● **Actividad**:
¿Puedes transcribir completo, sin ningún cambio, el texto sobre la condena de la ONU al embargo contra Cuba?

#### Texto a revisar

La Asamblea General de la ONU condenó ayer, por vigésima novena ocasión, el embargo estadunidense impuesto a Cuba hace 59 años. Como ocurre cada año desde 1992 (con la única salvedad de 2020, cuando la pandemia obligó a posponer la votación), la resolución fue aprobada por una abrumadora mayoría de los estados que integran el organismo multilateral: 184 votos a favor, dos en contra –los de Estados Unidos e Israel–, y tres abstenciones –las de Ucrania, Emiratos Árabes Unidos y Colombia–. En su turno, el representante de México ante la Asamblea General, Juan Ramón de la Fuente, demandó poner fin al bloqueo y enfatizó que “toda medida unilateral de carácter económico o financiero, concebida como un medio de presión política para lograr cambios desde el exterior en las decisiones de otro Estado, contraviene los principios de la carta de Naciones Unidas y atenta contra la paz y la estabilidad internacionales”.
En sus casi seis décadas en vigor, lo que el propio Washington denomina “uno de los conjuntos más completos de sanciones impuesto a cualquier nación” no ha logrado su propósito manifiesto de doblegar a la revolución cubana mediante el hambre, pero sí ha causado un dolor incalculable a los millones de habitantes de la isla que han vivido bajo el asfixiante cerco impuesto el 3 de febrero de 1962 por el entonces presidente estadunidense John F. Kennedy.

########
#### Material de trabajo

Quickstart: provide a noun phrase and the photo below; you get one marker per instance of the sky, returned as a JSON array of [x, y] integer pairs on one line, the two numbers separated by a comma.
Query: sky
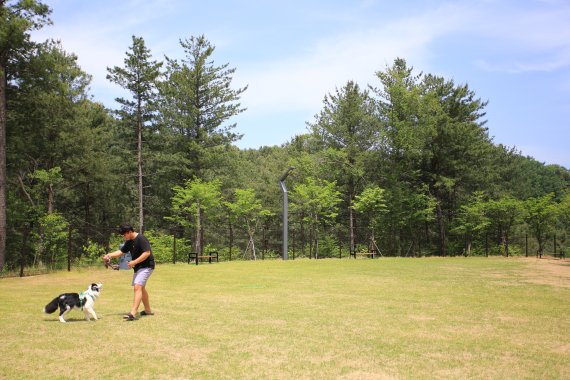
[[515, 54]]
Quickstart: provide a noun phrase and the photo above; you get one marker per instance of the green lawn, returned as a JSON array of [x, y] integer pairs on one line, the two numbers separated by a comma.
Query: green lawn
[[430, 318]]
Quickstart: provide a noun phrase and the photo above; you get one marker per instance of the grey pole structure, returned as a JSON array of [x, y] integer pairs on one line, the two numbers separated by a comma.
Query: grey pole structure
[[285, 213]]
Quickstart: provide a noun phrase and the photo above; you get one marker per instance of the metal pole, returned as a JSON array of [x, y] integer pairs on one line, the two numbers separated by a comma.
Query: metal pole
[[285, 213]]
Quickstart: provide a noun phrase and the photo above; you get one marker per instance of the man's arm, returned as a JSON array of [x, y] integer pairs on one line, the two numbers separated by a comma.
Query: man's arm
[[139, 259]]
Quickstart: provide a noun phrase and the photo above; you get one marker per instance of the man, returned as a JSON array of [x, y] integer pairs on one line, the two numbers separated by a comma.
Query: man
[[142, 263]]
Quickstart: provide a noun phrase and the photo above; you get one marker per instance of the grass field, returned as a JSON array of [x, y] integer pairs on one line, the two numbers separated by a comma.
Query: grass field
[[430, 318]]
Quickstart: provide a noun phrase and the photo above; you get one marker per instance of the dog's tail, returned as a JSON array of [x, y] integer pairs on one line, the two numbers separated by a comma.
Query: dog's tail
[[52, 306]]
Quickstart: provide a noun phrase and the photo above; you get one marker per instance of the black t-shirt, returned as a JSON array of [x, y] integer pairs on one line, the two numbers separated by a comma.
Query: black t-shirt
[[137, 247]]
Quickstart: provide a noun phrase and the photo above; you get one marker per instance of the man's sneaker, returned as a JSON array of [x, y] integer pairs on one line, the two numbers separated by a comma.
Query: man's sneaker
[[129, 317]]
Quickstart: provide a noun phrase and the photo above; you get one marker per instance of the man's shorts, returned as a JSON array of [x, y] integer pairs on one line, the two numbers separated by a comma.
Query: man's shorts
[[141, 276]]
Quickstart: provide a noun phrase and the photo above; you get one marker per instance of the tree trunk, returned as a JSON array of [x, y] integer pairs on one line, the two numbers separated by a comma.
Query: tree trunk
[[3, 229], [441, 224], [139, 166]]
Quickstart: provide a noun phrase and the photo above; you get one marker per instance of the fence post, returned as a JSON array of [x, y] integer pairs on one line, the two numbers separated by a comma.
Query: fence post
[[174, 249], [69, 248]]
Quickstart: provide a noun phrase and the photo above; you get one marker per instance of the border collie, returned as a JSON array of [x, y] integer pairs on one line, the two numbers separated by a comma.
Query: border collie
[[68, 301]]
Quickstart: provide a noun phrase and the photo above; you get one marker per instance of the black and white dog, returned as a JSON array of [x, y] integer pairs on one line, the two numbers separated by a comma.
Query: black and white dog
[[68, 301]]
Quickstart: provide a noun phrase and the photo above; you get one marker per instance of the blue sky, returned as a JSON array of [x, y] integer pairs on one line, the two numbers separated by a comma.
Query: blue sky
[[513, 53]]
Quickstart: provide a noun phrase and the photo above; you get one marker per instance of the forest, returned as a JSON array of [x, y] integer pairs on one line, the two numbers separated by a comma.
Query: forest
[[402, 167]]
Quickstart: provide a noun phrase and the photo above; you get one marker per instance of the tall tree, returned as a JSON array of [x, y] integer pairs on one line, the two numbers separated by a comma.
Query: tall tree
[[139, 76], [196, 101], [540, 216], [347, 124], [17, 19], [456, 149], [317, 201], [189, 204]]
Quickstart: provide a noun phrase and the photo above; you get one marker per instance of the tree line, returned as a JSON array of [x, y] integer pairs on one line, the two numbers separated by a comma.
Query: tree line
[[404, 166]]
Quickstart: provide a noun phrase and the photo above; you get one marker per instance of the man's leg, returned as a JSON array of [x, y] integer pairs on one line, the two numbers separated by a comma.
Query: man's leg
[[138, 295], [145, 300]]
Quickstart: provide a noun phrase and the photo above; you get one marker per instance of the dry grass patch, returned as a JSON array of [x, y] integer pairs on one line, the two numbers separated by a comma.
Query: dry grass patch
[[347, 319]]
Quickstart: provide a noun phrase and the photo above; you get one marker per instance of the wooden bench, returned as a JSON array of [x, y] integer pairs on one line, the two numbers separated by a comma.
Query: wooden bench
[[193, 256], [370, 255]]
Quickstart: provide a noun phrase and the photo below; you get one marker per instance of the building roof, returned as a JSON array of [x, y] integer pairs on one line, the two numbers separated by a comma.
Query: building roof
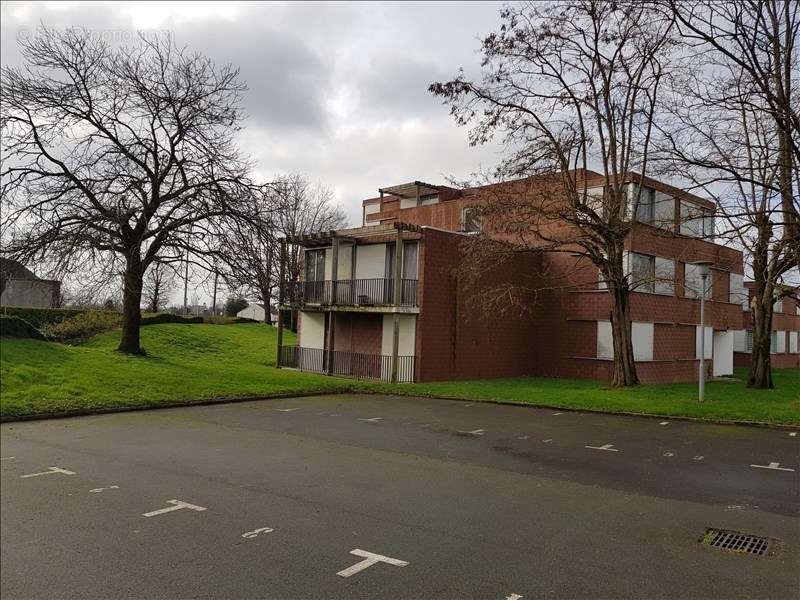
[[325, 238], [13, 269], [410, 190]]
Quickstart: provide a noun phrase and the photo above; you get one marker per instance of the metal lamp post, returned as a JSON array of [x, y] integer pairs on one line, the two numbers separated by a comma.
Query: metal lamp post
[[704, 272]]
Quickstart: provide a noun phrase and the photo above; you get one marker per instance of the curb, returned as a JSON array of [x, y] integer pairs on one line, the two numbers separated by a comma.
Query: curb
[[142, 407], [761, 424], [340, 391]]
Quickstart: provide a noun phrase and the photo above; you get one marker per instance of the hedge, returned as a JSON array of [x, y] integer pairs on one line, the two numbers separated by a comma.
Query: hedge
[[169, 318], [14, 326], [39, 317], [82, 326]]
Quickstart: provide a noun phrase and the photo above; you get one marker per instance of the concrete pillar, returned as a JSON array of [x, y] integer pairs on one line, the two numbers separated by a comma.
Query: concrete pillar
[[281, 277], [398, 296]]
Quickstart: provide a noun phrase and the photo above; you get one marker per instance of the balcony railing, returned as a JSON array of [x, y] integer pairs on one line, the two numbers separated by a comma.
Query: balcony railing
[[351, 292], [347, 364]]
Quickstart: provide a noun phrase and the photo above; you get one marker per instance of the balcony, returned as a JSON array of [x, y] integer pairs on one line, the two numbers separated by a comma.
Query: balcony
[[347, 364], [350, 292]]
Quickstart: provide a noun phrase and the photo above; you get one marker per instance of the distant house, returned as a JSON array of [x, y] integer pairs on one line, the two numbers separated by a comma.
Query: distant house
[[254, 311], [20, 287]]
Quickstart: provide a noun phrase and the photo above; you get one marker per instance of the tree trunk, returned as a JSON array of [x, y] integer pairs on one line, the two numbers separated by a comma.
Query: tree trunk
[[267, 312], [760, 375], [624, 364], [131, 305]]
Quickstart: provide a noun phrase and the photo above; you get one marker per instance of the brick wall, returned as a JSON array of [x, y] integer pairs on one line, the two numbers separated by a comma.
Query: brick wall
[[456, 337]]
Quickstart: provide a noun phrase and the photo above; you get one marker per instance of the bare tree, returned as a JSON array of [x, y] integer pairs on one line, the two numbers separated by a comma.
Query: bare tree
[[737, 136], [303, 207], [117, 156], [158, 285], [570, 85], [249, 252]]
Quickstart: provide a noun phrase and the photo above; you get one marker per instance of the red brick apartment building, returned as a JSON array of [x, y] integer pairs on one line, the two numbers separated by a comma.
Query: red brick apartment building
[[384, 301]]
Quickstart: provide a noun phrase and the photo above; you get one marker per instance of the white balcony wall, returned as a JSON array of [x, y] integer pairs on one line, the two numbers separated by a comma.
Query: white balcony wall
[[371, 261], [407, 338], [369, 211], [345, 262], [312, 330]]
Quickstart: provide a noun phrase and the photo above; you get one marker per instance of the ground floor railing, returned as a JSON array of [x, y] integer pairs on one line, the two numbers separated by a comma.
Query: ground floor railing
[[347, 364]]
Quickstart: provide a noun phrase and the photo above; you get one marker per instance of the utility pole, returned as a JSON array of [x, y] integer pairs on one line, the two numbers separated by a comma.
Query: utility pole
[[214, 300]]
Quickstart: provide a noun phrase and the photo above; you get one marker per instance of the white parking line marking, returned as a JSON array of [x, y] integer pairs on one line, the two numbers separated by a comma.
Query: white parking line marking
[[773, 466], [369, 559], [49, 472], [256, 532], [606, 447], [178, 504], [98, 490]]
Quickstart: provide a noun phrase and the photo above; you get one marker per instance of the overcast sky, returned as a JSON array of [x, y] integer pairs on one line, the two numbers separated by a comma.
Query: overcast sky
[[337, 91]]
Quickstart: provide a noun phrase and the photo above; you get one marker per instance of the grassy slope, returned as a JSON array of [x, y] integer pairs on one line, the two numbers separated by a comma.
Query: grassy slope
[[184, 362], [725, 400], [197, 362]]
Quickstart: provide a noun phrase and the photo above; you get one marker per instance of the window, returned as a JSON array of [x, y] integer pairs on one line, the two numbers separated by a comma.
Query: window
[[369, 210], [642, 199], [642, 336], [693, 281], [426, 199], [410, 252], [738, 293], [315, 265], [740, 340], [470, 220], [778, 342], [709, 340], [665, 276], [695, 221], [605, 342], [642, 272], [664, 211]]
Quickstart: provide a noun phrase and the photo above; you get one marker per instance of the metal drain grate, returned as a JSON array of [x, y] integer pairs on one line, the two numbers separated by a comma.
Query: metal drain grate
[[736, 542]]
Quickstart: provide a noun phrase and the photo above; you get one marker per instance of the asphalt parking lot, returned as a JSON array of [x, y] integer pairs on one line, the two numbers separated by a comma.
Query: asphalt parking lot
[[393, 497]]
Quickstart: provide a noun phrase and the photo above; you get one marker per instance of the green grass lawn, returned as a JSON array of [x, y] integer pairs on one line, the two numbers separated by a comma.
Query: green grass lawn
[[202, 362], [727, 400], [183, 362]]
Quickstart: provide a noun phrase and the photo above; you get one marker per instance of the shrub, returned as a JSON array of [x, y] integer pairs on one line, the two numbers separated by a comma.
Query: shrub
[[169, 318], [14, 326], [83, 325], [38, 317], [243, 320]]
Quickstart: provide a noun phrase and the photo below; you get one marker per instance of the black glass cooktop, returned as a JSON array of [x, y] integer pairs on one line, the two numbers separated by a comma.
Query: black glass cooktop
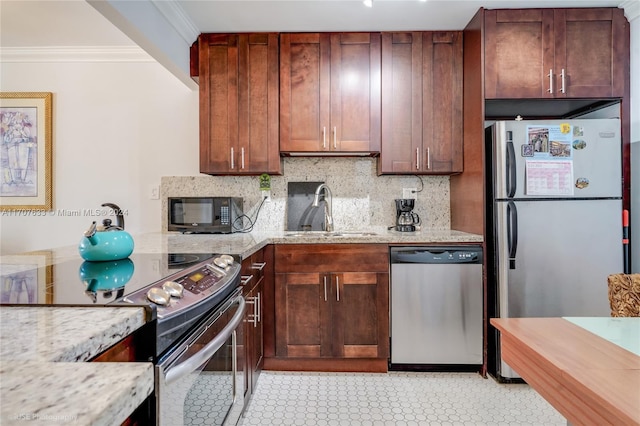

########

● **Respuesta**:
La Asamblea General de la ONU condenó ayer, por vigésima novena ocasión, el embargo estadunidense impuesto a Cuba hace 59 años. Como ocurre cada año desde 1992 (con la única salvedad de 2020, cuando la pandemia obligó a posponer la votación), la resolución fue aprobada por una abrumadora mayoría de los estados que integran el organismo multilateral: 184 votos a favor, dos en contra –los de Estados Unidos e Israel–, y tres abstenciones –las de Ucrania, Emiratos Árabes Unidos y Colombia–. En su turno, el representante de México ante la Asamblea General, Juan Ramón de la Fuente, demandó poner fin al bloqueo y enfatizó que “toda medida unilateral de carácter económico o financiero, concebida como un medio de presión política para lograr cambios desde el exterior en las decisiones de otro Estado, contraviene los principios de la carta de Naciones Unidas y atenta contra la paz y la estabilidad internacionales”.
En sus casi seis décadas en vigor, lo que el propio Washington denomina “uno de los conjuntos más completos de sanciones impuesto a cualquier nación” no ha logrado su propósito manifiesto de doblegar a la revolución cubana mediante el hambre, pero sí ha causado un dolor incalculable a los millones de habitantes de la isla que han vivido bajo el asfixiante cerco impuesto el 3 de febrero de 1962 por el entonces presidente estadunidense John F. Kennedy.